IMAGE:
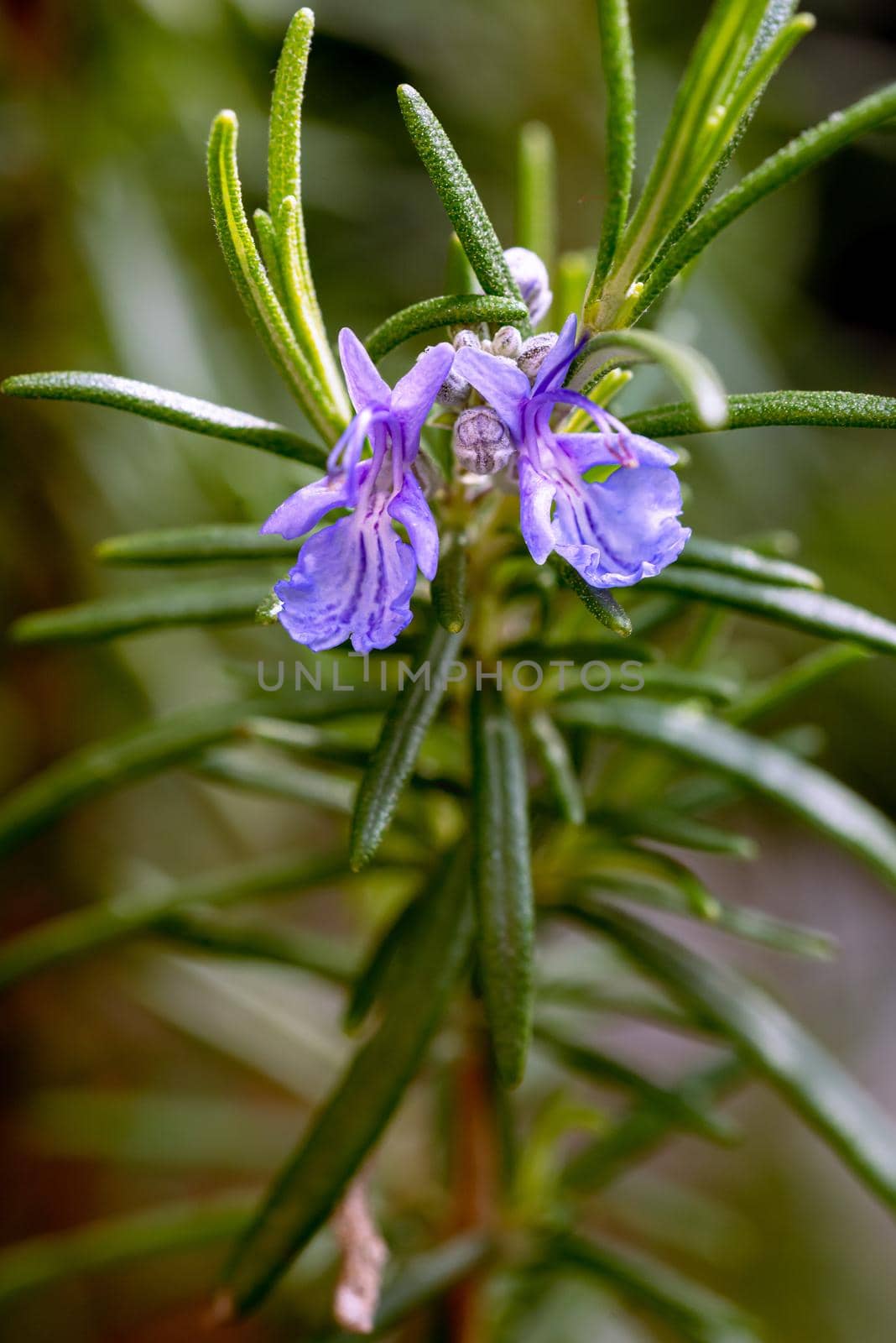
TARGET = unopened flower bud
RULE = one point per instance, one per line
(454, 393)
(531, 280)
(482, 442)
(508, 342)
(464, 339)
(534, 353)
────
**REQUIRED ACTION**
Print the listing again exactly as it appears, except for the pictures, which stay out.

**EXERCISE SOLUTION**
IMAGE:
TARGET = unopened flower bud
RULE = one point per instance, one per line
(454, 393)
(531, 280)
(482, 442)
(508, 342)
(464, 339)
(534, 353)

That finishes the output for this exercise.